- Task objective
Output the full set of records exactly.

(Given information Opens)

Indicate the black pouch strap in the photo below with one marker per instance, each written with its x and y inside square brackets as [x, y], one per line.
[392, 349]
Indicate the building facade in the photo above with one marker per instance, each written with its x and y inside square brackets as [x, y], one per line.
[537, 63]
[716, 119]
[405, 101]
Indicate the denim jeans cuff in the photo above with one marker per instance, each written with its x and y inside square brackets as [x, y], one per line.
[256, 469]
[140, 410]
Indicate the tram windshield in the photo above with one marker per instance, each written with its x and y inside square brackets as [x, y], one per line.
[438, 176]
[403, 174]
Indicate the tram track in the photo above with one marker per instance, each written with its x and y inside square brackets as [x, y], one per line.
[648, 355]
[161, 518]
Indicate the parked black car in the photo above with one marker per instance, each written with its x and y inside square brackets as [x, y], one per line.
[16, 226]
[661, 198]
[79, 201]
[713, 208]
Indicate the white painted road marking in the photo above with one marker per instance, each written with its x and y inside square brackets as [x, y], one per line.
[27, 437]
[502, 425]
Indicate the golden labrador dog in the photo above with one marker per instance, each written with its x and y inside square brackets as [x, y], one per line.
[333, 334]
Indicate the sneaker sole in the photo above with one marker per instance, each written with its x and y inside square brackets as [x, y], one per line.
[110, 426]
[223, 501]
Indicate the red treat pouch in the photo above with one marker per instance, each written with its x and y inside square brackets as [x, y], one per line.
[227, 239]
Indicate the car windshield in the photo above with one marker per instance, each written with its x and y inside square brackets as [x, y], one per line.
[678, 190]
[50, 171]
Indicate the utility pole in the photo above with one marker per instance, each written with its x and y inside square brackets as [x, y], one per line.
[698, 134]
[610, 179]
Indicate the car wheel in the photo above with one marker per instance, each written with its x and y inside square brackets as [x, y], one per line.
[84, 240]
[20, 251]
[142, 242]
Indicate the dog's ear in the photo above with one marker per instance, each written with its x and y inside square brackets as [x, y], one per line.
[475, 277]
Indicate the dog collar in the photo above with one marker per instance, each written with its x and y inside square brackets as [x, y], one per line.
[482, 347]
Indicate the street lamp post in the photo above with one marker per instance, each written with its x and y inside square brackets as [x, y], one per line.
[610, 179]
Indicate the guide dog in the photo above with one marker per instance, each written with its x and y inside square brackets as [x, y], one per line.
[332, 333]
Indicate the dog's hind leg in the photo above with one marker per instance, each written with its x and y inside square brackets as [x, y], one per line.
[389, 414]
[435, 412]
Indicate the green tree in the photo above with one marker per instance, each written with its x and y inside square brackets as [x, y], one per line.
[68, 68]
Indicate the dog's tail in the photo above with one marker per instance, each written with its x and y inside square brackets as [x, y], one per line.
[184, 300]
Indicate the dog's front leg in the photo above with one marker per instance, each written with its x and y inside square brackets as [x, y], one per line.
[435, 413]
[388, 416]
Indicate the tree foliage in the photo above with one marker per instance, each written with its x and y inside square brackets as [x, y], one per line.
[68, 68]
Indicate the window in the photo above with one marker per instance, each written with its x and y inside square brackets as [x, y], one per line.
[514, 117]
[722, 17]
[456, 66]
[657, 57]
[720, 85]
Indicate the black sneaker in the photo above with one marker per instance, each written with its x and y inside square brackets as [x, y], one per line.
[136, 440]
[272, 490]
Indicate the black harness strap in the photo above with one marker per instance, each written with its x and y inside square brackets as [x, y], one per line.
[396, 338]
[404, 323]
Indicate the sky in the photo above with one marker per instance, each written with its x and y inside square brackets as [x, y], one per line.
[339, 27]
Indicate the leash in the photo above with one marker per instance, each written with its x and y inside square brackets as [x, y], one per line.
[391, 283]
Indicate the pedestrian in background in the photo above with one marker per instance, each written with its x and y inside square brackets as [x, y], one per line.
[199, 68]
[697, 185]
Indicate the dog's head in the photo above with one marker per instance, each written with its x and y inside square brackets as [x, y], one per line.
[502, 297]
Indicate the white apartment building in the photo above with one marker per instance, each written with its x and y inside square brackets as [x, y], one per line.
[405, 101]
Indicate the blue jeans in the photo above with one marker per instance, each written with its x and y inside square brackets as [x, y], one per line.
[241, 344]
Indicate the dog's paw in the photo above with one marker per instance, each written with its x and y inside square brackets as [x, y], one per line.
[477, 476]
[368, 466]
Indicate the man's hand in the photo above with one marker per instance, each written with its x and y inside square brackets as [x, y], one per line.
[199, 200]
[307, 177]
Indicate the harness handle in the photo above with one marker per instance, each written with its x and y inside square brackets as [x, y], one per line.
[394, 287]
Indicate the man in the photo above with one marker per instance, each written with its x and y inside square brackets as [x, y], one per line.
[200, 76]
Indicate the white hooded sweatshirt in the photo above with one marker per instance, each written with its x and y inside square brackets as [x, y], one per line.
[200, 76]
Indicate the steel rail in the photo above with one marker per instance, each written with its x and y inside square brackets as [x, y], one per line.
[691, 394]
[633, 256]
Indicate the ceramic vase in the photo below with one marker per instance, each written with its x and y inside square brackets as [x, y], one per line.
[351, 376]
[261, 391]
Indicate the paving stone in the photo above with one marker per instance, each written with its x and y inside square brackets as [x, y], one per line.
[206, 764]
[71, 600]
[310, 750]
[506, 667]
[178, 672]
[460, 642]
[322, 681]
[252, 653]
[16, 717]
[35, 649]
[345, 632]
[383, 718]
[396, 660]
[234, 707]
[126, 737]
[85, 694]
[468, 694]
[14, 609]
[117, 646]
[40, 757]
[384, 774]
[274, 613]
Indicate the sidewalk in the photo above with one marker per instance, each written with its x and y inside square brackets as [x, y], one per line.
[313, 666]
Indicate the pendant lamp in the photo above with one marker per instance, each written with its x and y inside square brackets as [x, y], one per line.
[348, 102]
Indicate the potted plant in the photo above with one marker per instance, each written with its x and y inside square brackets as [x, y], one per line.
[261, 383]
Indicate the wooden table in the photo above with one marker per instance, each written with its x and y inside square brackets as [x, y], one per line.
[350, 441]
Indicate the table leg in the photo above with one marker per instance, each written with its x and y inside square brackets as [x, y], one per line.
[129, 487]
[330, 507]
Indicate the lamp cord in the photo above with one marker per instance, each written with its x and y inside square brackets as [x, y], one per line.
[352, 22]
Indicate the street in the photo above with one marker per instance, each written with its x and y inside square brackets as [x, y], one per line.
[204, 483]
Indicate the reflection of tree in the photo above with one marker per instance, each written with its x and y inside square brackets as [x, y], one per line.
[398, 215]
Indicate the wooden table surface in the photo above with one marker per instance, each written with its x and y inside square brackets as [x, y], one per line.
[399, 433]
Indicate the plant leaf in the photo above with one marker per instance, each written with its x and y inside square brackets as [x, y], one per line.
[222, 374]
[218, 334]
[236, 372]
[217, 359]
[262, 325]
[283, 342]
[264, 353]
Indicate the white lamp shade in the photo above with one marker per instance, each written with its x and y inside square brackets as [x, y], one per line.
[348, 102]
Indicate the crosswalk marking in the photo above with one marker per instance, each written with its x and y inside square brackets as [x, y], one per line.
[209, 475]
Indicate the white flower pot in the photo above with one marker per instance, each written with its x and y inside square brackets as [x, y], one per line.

(Given information Closes)

- Answer to this task
Indicate the black pouch strap in the photo below with one marker per instance, each written with its x and y inside square brackets as [x, y], one per line.
[392, 349]
Indicate the building facade in the photo above with one marker per instance, each written with its x and y inside square brackets as [x, y], one per line.
[537, 63]
[716, 119]
[405, 101]
Indicate the denim jeans cuff in the photo above with one marker per instance, each written with its x and y inside square brackets as [x, y], one per line.
[256, 469]
[140, 410]
Indicate the tram windshield in the photo above with one marker per instance, each written with its x and y inside square brackets as [x, y], one per line.
[438, 176]
[403, 174]
Indicate the tram track in the photo above with one marker per instance, each written with its x and y inside square brackets as [x, y], one per line.
[648, 355]
[161, 518]
Indicate the parked black car in the photo above with one marker per instance, each written with its x and y inside square brackets as [x, y], one per line.
[16, 226]
[661, 198]
[79, 201]
[713, 208]
Indicate the white painted road marking in the photo above with one marker per instance, each written with its x and y inside square brackets as [x, y], one per line.
[27, 437]
[502, 425]
Indicate the golden labrador dog in the photo above with one marker per instance, each written with its x and y inside square brackets as [x, y], one per line.
[333, 334]
Indicate the sneaker sole in the photo above with one marker per instance, each written with its x and y inside square brackets as [x, y], one per line.
[110, 426]
[223, 501]
Indicate the red treat pouch in the photo above with one marker per instance, each written with its x and y inside square brackets as [x, y], one per line.
[227, 239]
Indicate the car windshield in the photo above with one marker per instance, each written with its x and y inside square brackets as [x, y], one per line.
[678, 190]
[50, 171]
Indicate the utility pole in the photo above with one marker per instance, each written with its x and y inside square brackets as [x, y], one per line.
[698, 134]
[610, 179]
Indicate the car wheel in the photo above with one marker per instance, each written with its x and y inside square brackets as [x, y], one per line.
[84, 240]
[20, 251]
[142, 242]
Indicate the dog's ear in the photo above with one marker per instance, each written with its x and y inside square brackets as [x, y], one per line.
[475, 277]
Indicate the dog collar in the photo above with one marker per instance, each written with its x and y inside square brackets as [x, y], one per line.
[482, 347]
Indicate the street lamp post in the photo above with one marker per instance, each written with its x and y inside square brackets as [x, y], one per line.
[610, 179]
Indicate the guide dog in the photo above with one marker per instance, each written with its x and y inside square brackets as [x, y], one per line.
[332, 333]
Indicate the dog's hind leg in the photo above with one marker per instance, each written with its x and y inside square brackets as [x, y], one per line.
[389, 414]
[435, 412]
Indicate the green tree in the photo above with one marker per instance, each written with its x and y inside square brackets as [x, y], one per line.
[68, 68]
Indicate the dog's tail in the photo above with one marker per instance, each written with its x and y inside square brackets as [x, y], one per line.
[184, 300]
Indicate the dog's front leg in the photo above with one marker per instance, each written with its x and y inside square brackets as [x, y], one per line.
[435, 413]
[388, 416]
Indicate the tree foliage in the photo above with one marker per instance, each written with its x and y inside square brackets as [x, y], one per line.
[68, 68]
Indicate the window in the photo above with one marker per instance, each written with its x and y inside square brackets as [x, y], one per line.
[514, 117]
[722, 17]
[456, 66]
[657, 57]
[720, 85]
Indicate the black sneaker in the photo above with one marker per instance, each written with its x and y inside square brackets as [x, y], one per line.
[136, 440]
[272, 490]
Indicate the black harness strap in the photo above with one marker per instance, each written with its x and y inside square brackets as [x, y], one per line.
[396, 338]
[404, 323]
Indicate the sky in the photo above with one marker per instance, each written with its x and y inside square brackets as [x, y], one per line.
[339, 27]
Indicate the leash in the photo above with one marker per instance, each written with its x and y inside square brackets as [x, y], one per line.
[391, 283]
Indicate the pedestrian in background in the photo above with one marker per instance, each written with its x and y inside square brackets as [x, y], one per line.
[199, 68]
[697, 185]
Indicate the dog's head in the photo above with one marker per instance, each written with its x and y inside square brackets as [x, y], one per line.
[502, 297]
Indicate the white apartment building in the photo above with one marker per instance, each written with its x and y inside square brackets as [x, y], one per line.
[405, 101]
Indicate the blue jeans in the photo above with one marker per instance, each written with its x and y inside square brackets as [x, y], one per line.
[241, 344]
Indicate the dog's paw in the photo above with one marker per instance, each written with its x and y inside square brackets as [x, y], one per line.
[477, 476]
[368, 466]
Indicate the man's hand in the photo above with one marker per instance, each written with its x and y inside square brackets as [x, y], one per line.
[199, 200]
[307, 177]
Indicate the harness handle in the photo above with one marker per instance, each written with its x and y inside square brackets as [x, y], one per line.
[394, 287]
Indicate the man in the photo above with one marker per instance, each written with its x and y inside square brackets as [x, y], one per line.
[200, 76]
Indicate the white hooded sweatshirt in the photo above with one marker per instance, each written with its x and y inside square brackets as [x, y], one per line.
[200, 76]
Indicate the steel rail in the photo above with one marker per instance, each written with its x and y inside square brackets as [x, y], one per line.
[691, 394]
[633, 256]
Indicate the ceramic vase in the photo below with one marker per instance, each written with its x and y inside square brackets as [x, y], one per line.
[351, 376]
[261, 391]
Indicate the paving stone in the photo above with one marker per instance, each written with its x and y inside square brackets as [x, y], one per line.
[206, 764]
[71, 600]
[310, 750]
[506, 667]
[178, 672]
[460, 642]
[322, 681]
[252, 653]
[16, 717]
[35, 649]
[345, 632]
[383, 718]
[396, 660]
[234, 707]
[126, 737]
[85, 694]
[468, 694]
[14, 609]
[117, 646]
[40, 757]
[384, 774]
[274, 613]
Indicate the sidewalk in the photo above with one marker per instance, each written with its x and y inside square brackets as [x, y], one per line.
[313, 666]
Indicate the pendant lamp in the photo above with one marker per instance, each written with its x and y inside square brackets as [x, y], one per line.
[348, 102]
Indicate the potted plant in the photo above with one marker per instance, each written with its x and y inside square brackets as [x, y], one per line.
[261, 383]
Indicate the wooden table in the photo above with one marker per instance, each written with its x and y inside square brackets as [x, y], one per line.
[350, 441]
Indicate the table leg in the photo above with one marker per instance, each written with its x and y inside square brackets as [x, y], one per line.
[129, 487]
[330, 507]
Indicate the lamp cord in the photo above with one marker per instance, each written with its x and y inside square brackets as [x, y], one per line.
[352, 22]
Indicate the street in the photo above with one marker per instance, each written with its x and y inside square brackets as [x, y], one per line.
[204, 483]
Indicate the reflection of tree in the photo above with one marker per instance, each written with its x and y inside square brackets as [x, y], one per line.
[398, 215]
Indicate the wooden table surface in the photo above with one marker per instance, each written with its x and y inside square brackets as [x, y], one per line.
[399, 433]
Indicate the plant leaf in the photo above with one marker per instance, each written with its x and y inside square brackets as [x, y], one per line.
[222, 374]
[218, 334]
[236, 372]
[217, 359]
[262, 325]
[283, 342]
[264, 353]
Indicate the white lamp shade in the photo above with one marker per instance, each written with its x and y inside square brackets as [x, y], one per line.
[348, 102]
Indicate the crosswalk marking in the photo above with one marker per instance, each written with its x and y inside square brackets as [x, y], one per line.
[209, 475]
Indicate the white flower pot in the photo above with one marker per instance, each written with its x and y inside square brackets as [x, y], one per line.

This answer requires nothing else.